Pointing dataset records
________________________________________
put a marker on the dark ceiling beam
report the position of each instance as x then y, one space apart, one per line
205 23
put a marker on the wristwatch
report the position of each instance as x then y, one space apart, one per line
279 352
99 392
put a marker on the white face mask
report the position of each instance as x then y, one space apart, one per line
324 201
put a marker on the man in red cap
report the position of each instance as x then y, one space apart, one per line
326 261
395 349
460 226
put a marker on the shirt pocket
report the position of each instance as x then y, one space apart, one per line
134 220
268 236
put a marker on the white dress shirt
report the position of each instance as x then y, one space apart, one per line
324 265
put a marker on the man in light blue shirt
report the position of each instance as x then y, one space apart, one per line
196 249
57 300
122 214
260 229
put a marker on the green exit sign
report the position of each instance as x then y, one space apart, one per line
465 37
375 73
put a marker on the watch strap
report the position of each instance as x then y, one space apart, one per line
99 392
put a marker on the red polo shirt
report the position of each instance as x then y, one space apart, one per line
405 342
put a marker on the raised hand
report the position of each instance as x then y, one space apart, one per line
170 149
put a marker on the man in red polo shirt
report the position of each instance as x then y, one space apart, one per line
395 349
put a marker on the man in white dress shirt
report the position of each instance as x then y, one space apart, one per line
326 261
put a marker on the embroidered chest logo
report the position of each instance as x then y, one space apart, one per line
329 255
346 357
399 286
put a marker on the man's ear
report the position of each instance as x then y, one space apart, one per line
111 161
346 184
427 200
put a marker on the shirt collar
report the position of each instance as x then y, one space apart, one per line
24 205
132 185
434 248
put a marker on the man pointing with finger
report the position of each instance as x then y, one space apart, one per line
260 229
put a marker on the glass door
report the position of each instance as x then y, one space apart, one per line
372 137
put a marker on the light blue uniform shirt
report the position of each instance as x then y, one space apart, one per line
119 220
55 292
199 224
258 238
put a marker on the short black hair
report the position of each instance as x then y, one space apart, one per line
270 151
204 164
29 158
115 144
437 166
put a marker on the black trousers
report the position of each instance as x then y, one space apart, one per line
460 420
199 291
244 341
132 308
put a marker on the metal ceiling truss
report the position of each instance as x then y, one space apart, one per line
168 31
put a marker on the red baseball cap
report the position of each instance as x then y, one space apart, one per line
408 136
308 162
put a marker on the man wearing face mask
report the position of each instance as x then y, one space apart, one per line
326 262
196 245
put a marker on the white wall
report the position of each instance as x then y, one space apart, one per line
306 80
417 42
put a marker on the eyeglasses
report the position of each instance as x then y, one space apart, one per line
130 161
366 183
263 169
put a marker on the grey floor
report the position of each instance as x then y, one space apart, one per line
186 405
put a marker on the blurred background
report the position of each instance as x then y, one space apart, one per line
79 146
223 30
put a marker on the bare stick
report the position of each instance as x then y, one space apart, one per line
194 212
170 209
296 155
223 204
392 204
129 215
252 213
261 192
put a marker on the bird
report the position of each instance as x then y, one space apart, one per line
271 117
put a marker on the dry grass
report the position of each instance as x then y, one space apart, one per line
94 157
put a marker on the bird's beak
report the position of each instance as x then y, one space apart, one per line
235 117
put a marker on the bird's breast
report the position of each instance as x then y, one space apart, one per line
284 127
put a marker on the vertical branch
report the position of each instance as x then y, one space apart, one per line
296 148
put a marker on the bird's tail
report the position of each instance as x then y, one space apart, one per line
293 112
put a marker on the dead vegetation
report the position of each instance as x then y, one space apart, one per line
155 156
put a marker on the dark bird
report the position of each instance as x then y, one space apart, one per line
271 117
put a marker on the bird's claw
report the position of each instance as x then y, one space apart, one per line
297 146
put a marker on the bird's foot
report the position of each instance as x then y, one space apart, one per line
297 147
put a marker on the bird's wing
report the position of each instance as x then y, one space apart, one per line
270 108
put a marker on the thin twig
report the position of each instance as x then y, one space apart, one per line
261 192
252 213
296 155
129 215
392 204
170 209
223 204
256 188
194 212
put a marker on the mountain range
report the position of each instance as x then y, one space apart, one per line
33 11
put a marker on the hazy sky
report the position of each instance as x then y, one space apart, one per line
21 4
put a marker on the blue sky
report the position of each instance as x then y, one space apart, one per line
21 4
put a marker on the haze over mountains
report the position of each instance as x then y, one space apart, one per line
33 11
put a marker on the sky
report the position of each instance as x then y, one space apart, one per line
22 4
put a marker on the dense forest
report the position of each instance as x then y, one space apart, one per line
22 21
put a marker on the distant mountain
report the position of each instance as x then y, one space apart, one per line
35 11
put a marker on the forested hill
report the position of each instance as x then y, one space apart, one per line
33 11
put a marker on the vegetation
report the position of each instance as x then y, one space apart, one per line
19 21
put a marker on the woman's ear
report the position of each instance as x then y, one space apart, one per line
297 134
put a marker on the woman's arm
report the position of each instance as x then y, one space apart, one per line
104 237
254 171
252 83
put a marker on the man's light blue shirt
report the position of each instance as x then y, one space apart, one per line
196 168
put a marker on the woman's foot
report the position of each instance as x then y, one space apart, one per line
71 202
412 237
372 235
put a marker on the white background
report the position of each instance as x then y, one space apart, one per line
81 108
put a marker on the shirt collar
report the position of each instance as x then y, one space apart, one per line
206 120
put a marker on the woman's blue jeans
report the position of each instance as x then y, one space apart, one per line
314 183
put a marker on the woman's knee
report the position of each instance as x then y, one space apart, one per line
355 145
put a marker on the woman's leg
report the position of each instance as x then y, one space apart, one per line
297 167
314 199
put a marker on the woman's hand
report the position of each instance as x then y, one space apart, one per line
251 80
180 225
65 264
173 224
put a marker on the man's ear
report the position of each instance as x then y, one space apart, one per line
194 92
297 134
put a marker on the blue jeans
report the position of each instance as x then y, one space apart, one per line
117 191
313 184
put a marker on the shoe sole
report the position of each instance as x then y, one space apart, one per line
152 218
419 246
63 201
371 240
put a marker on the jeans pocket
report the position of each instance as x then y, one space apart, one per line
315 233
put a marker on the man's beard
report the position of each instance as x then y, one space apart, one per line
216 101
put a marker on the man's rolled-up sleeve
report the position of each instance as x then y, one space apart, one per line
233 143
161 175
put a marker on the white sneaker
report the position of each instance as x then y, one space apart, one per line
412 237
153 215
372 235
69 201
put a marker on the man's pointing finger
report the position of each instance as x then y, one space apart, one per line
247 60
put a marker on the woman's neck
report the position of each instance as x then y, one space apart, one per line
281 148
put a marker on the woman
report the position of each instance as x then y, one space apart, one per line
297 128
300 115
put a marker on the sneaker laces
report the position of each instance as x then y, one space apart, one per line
________________________________________
### Your task
Return the material in full, exactly as shown.

### Output below
put a marker on the dark ceiling beam
report the position of each instance as x then y, one space apart, one per line
205 23
put a marker on the wristwatch
report the position of each instance as x then y, one space apart, one per line
279 352
99 392
put a marker on the white face mask
report the position of each instance as x then y, one space apart, one per line
324 201
put a marker on the man in red cap
report the position of each instance as x then y, one space apart, one per line
326 261
395 349
460 226
put a marker on the shirt pocket
report the position of each instance as x then y, one space apart, one per line
134 220
268 236
put a marker on the white dress shirt
report the position of each instance as x then y, one space apart, one per line
324 265
put a marker on the man in light blue shirt
report the position of each instance as x then y, one space apart, one per line
196 249
57 300
122 214
260 229
put a marker on the green exit sign
report the position of each instance as x then y, one space apart, one per line
465 37
375 73
put a marker on the watch strap
report the position of each instance as x then y, one space apart, one per line
99 392
put a marker on the red polo shirt
report the position of each instance as x then y, one space apart, one per line
405 342
put a marker on the raised hand
report the position of each instance as x then y, one space apart, one per line
170 149
put a marker on the man in red polo shirt
report the position of each instance as x then y, one space apart, one per line
395 349
put a marker on the man in white dress shirt
report the position of each instance as x then y, one space apart, one per line
326 261
put a marker on the embroidered chest logo
report the position of each instance as x then y, one space apart, one per line
329 255
346 357
399 286
put a marker on the man's ear
report the position of each instance as x then y, one space apart, one per line
111 161
346 184
427 200
put a marker on the shirt collar
report the position of each instance as x then y, one space apart, one per line
24 205
132 185
434 248
put a marker on the man pointing with finger
report the position of each instance as x then y, one space apart, one per line
260 229
put a marker on the glass door
report the position of each instance as x then y, one space apart, one per line
372 137
put a marker on the light blue uniform shirt
report the position of each instance as x then y, one space apart, one per line
119 220
55 292
199 224
258 238
put a marker on the short black hair
report the position of each instance as x then y, one space apart, one per line
270 151
204 164
29 158
115 144
437 166
put a marker on the black trousers
report the position of each instance as x then y, one space apart, one per line
460 420
199 291
244 341
132 308
put a marker on the metal ceiling truss
report the position of each instance as x then y, one space apart, one per line
168 31
put a marker on the red baseball cap
report the position of each instance as x then y, one space apart, one per line
408 136
308 162
put a marker on the man wearing face mask
report the position of each instance as x then y, one space apart, one per line
326 262
196 245
put a marker on the white wall
report the position of each instance as x then y, one space apart, one per line
306 80
417 42
put a marker on the eyeglasses
report the position of each instance as x then y, one space apart, one per line
130 161
366 183
263 169
put a marker on the grey floor
report the position of each instance as x then y, one space apart, one per line
186 405
put a marker on the blurred background
report the position of each instance as x then y, one space apart, one per line
79 146
223 30
put a marker on the bare stick
report the position of each instance as x then y, one space apart, one per line
194 212
170 209
296 155
223 204
392 204
129 215
252 213
261 192
put a marker on the bird
report the position of each instance as x then y, one space apart, one per line
271 117
put a marker on the dry grass
report the position of each instance as x then y, one space apart, one per line
94 157
put a marker on the bird's beak
report the position of each instance as x then y, one space apart, one per line
235 117
put a marker on the bird's breast
report the position of each instance as x then y, one space apart, one per line
284 127
put a marker on the vertical branch
report the position of each instance as x then y, one space apart, one per line
296 148
put a marker on the bird's tail
report the position of each instance as x then y, one space apart, one per line
293 112
put a marker on the dead vegetation
report the position of each instance as x then y, one space apart, one per line
155 156
put a marker on the dark bird
report the position of each instance as x then y, one space apart, one per line
271 117
put a marker on the bird's claw
report the position of each instance as x then y, one space apart, one per line
297 146
put a marker on the bird's foot
report the position of each instance as x then y, one space apart, one per line
297 147
put a marker on the bird's wing
report the position of each instance as x then y, one space apart, one per line
270 108
put a marker on the thin twig
report the position of each instance as x then y, one space apart, one per line
261 192
252 213
296 155
129 215
392 204
170 209
223 204
256 188
194 212
put a marker on the mountain range
report the position of each instance as x then y, one space apart, one per line
33 11
put a marker on the hazy sky
report the position of each instance as x then y, one space apart, one per line
21 4
put a marker on the blue sky
report the position of each instance as x then y, one space apart, one per line
21 4
put a marker on the haze over mountains
report the position of each instance as x then y, one space apart, one per line
33 11
put a marker on the sky
report the position of each instance as x then y, one space apart, one per line
22 4
put a marker on the dense forest
report the position of each instance as x then y, one space apart, one per line
22 21
put a marker on the distant mountain
report the position of each instance as x then y, one space apart, one per line
35 11
put a marker on the forested hill
report the position of each instance as x then y, one space apart, one per line
33 11
put a marker on the vegetation
report the position of each instance as x then y, one space apart, one per line
19 21
put a marker on the woman's ear
report the position of each instance as x then y, one space apart, one per line
297 134
put a marker on the woman's arm
report the position of each instance as x then y, one space apart, one per line
104 237
254 171
252 83
put a marker on the man's light blue shirt
report the position of each instance as x then y, one space apart, one per line
196 168
put a marker on the woman's foot
report the position of each instance as x then y, one space apart, one per line
71 202
412 237
372 235
put a marker on the white background
report the position of each instance as x then y, one space apart, one per line
81 108
put a marker on the shirt collar
report the position of each instance as x then y, one space apart, one per line
206 120
put a marker on the woman's blue jeans
report the position of each instance as x then y, one space apart, one per line
314 183
put a marker on the woman's knee
report the position of each instance as x then y, one space apart, one per line
355 145
put a marker on the woman's leg
report the position of each instance as x then y, one space apart, one per line
297 167
314 199
put a marker on the woman's hand
report the position of each instance as x then y, one space apart, one per line
251 80
180 225
65 264
173 224
put a marker on the man's ear
report the position of each instance as x then y, one space apart, one per line
194 92
297 134
put a marker on the blue jeans
report the position of each instance as x then y, one space apart, one per line
117 191
313 184
put a marker on the shoe sole
report the position of each instance as x then y, one space apart, one per line
152 218
419 246
63 201
371 240
put a marker on the jeans pocket
report the position of each instance as x then y, one space apart, one per line
315 233
put a marker on the man's beard
report the position of each instance as x then y, one space apart, one per line
216 101
put a marker on the man's rolled-up sleeve
report the position of each instance as x then y, one space apart, one per line
233 143
161 175
put a marker on the white sneaker
report the position of each instance as x then y, one space apart, one per line
412 237
153 215
372 235
69 201
put a marker on the man's pointing finger
report the position of each instance as x then y, one space apart, one per line
247 60
put a marker on the woman's neck
report the position of each instance as x then y, one space apart, one per line
281 148
put a marker on the woman
report the position of each instance as x then y, one space apart, one per line
297 128
300 115
put a marker on the sneaker laces
report the position of each instance as x then y, one space apart, one per line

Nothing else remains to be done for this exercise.